TEXT PASSAGE:
────────

Patient with severe hepatotoxicity during maintenance therapy without elevated MeMP levels
A four-year-old female diagnosed with precursor B-cell ALL with a somatic t(12;21) translocation developed symptomatic hepatotoxicity with jaundice and increased central and peripheral periportal echogenicity as evidenced by liver ultrasound (US) findings and had a grade 4 ALT value. She harbored a heterozygous POLG c.1550G>T (p.G517V) variant (background population frequency: 0.0047; https://gnomad.broadinstitute.org/) [20]. She did not have excessively elevated MeMP levels (median during the episode: 2230 nmol/mmol Hgb), and she had a wild-type TPMT genotype. The patient was otherwise healthy. She was treated according to the NOPHO-ALL2008 SR protocol, and she is currently in remission.
She developed hepatotoxicity at treatment week 82 during maintenance therapy after an increase in MTX and 6-MP doses to achieve the target leukocyte count (Fig. 1; Supplementary Table S2). Maintenance therapy was initiated at week 20 according to the SR protocol and consisted of daily doses of 6-MP (starting dose: 75 mg/m2) and weekly doses of MTX (starting dose: 20 mg/m2), which are set by the target leukocyte count and drug tolerance [1]. The patient reported nausea before elevation was detected in serum ALT levels, which peaked at 2094 U/l. The MeMP levels of the patient remained within the reference range (<20 000 nmol/mmol Hgb).
Hepatotoxicity occurred at treatment week 82, and the serum ALT levels peaked at 2094 U/l at week 86. MTX dose was increased from 14 mg/m2/w to 34 mg/m2/w before first cessation. At the same time 6-MP dose was gradually reduced from 43 mg/m2/d to 7 mg/m2/d, and then ceased. Both medications were recommenced at week 86, and the 6-MP dose was gradually increased to the pre-episode level (59 mg/m2/d) but MTX therapy was stopped completely because ALT levels started to rise again.

────────

PROVIDED DATA:
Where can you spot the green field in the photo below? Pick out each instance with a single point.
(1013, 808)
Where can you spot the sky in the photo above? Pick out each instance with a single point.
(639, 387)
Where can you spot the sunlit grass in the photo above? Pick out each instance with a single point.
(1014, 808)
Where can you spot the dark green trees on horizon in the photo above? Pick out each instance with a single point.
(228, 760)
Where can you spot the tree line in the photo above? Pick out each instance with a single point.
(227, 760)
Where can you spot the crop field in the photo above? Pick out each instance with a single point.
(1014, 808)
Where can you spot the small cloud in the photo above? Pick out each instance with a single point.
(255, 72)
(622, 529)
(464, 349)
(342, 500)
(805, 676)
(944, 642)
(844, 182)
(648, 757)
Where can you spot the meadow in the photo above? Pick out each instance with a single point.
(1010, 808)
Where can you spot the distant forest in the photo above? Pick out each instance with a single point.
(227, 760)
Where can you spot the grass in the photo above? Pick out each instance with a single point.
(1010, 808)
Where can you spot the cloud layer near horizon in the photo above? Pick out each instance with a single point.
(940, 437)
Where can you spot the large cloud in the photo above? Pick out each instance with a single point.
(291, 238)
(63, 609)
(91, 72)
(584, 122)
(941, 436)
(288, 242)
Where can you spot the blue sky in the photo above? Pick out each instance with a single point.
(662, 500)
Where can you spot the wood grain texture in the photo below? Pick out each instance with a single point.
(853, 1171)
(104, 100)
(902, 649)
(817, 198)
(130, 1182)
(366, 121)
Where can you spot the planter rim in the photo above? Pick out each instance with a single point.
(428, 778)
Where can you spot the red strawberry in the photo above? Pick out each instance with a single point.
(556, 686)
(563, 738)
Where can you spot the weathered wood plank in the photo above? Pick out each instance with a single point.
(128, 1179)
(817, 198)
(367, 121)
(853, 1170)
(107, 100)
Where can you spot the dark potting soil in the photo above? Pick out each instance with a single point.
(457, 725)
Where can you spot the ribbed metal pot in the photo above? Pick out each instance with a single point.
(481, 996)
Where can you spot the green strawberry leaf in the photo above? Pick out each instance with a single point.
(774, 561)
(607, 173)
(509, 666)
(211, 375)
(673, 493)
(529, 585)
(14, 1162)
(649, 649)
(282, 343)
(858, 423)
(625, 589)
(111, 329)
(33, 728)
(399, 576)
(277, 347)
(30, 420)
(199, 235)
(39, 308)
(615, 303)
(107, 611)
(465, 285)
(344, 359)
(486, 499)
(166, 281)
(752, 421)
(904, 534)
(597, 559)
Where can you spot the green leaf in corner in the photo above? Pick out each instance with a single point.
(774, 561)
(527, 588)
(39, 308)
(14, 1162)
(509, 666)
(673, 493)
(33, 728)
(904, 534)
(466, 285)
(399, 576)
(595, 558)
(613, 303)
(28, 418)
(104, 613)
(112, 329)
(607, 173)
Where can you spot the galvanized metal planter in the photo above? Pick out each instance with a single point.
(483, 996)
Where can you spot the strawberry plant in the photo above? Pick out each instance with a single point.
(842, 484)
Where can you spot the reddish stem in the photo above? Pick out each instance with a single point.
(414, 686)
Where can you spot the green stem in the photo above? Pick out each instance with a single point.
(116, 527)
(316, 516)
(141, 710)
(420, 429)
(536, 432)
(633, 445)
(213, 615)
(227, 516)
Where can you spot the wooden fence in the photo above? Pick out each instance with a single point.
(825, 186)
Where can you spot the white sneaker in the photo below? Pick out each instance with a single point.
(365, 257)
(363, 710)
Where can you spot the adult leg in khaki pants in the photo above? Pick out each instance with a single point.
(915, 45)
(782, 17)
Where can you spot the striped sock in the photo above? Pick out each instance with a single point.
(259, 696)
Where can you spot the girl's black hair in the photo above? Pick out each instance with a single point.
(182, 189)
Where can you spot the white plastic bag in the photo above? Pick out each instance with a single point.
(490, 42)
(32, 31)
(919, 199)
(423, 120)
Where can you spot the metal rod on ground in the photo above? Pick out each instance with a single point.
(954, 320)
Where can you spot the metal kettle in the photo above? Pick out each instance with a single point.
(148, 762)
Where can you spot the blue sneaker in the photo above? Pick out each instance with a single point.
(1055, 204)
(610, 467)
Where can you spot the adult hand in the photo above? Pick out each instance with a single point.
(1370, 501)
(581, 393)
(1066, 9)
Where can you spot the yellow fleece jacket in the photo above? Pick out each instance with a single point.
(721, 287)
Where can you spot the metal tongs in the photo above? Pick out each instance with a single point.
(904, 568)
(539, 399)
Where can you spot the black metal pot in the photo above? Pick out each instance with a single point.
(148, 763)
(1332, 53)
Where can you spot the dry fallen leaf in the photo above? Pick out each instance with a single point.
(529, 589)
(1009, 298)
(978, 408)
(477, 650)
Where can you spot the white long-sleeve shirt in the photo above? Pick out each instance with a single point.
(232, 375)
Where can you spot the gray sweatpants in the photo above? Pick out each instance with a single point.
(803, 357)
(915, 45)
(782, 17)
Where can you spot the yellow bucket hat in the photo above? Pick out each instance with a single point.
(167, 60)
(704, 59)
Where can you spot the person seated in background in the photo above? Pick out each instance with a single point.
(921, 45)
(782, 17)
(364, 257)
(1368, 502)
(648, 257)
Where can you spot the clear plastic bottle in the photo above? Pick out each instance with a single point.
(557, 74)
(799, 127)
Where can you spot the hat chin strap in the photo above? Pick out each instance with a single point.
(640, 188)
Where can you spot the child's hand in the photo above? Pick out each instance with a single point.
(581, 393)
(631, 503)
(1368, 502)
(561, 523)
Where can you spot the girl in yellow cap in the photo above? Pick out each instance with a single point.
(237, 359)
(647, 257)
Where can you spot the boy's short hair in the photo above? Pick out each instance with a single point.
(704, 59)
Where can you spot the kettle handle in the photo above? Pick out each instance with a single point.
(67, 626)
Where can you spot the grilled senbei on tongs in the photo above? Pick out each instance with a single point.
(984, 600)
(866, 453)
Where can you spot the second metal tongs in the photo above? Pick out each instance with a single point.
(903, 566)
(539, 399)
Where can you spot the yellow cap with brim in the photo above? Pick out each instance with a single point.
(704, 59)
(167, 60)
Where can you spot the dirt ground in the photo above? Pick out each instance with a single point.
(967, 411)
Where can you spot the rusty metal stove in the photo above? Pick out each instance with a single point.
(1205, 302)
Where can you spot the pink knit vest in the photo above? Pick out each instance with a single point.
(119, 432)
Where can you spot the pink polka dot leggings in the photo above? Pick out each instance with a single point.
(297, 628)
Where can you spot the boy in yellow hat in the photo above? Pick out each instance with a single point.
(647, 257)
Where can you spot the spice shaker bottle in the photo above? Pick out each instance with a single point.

────────

WORK INSTRUCTION 1: Using the case description, decide whether each statement agrees with it: (a) maintenance therapy began at week 20; (b) the patient had a variant TPMT genotype; (c) MTX therapy was continued after both medications were recommenced at week 86. Answer yes or no for each, quoting the deciding words of the case description.
WORK INSTRUCTION 2: Reproduce the case description word for word, everything from "Patient with severe" down to "currently in remission.".
None of the items is required for this work.

OUTPUT 1:
(a) Yes: "Maintenance therapy was initiated at week 20 according to the SR protocol"
(b) No: "she had a wild-type TPMT genotype"
(c) No: "MTX therapy was stopped completely because ALT levels started to rise again"

OUTPUT 2:
Patient with severe hepatotoxicity during maintenance therapy without elevated MeMP levels
A four-year-old female diagnosed with precursor B-cell ALL with a somatic t(12;21) translocation developed symptomatic hepatotoxicity with jaundice and increased central and peripheral periportal echogenicity as evidenced by liver ultrasound (US) findings and had a grade 4 ALT value. She harbored a heterozygous POLG c.1550G>T (p.G517V) variant (background population frequency: 0.0047; https://gnomad.broadinstitute.org/) [20]. She did not have excessively elevated MeMP levels (median during the episode: 2230 nmol/mmol Hgb), and she had a wild-type TPMT genotype. The patient was otherwise healthy. She was treated according to the NOPHO-ALL2008 SR protocol, and she is currently in remission.